━━━━━ Information given ━━━━━
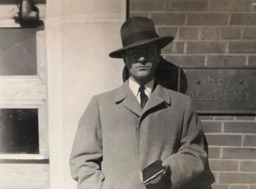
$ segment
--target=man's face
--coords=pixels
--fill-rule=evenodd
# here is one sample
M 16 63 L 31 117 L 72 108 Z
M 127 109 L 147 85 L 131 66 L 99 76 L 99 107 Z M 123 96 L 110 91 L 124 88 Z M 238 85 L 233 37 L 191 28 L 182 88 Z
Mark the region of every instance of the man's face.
━━━━━
━━━━━ Information given ━━━━━
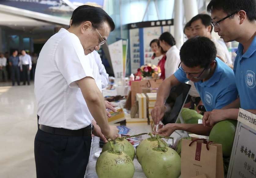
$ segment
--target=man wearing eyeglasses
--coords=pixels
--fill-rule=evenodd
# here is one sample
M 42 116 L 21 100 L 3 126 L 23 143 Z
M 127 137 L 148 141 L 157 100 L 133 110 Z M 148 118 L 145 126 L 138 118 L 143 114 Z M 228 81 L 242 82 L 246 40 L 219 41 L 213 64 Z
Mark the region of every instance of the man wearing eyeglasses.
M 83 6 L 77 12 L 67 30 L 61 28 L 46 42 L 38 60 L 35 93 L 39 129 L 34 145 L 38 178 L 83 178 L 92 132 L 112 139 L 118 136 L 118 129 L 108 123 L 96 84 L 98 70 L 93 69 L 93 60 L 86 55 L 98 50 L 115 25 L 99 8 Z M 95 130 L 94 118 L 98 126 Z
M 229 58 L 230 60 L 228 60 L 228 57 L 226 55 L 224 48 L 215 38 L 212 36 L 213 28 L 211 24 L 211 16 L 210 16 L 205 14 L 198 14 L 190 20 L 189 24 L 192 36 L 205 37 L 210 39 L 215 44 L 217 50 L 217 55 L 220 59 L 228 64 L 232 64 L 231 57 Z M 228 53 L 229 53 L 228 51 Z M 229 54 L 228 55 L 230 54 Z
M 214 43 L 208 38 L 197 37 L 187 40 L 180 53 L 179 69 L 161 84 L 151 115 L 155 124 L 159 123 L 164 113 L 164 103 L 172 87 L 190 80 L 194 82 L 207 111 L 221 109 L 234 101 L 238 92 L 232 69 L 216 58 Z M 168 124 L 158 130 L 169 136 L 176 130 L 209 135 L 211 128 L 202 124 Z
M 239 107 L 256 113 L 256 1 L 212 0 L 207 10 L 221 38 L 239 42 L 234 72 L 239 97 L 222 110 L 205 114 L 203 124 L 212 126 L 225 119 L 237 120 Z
━━━━━
[Instruction]:
Which lines of the rows above contain the word "region", matching case exactly? Report each of those lines in full.

[Solution to the exercise]:
Mark the region of every instance of the man's face.
Mark the region of every instance of the man wearing eyeglasses.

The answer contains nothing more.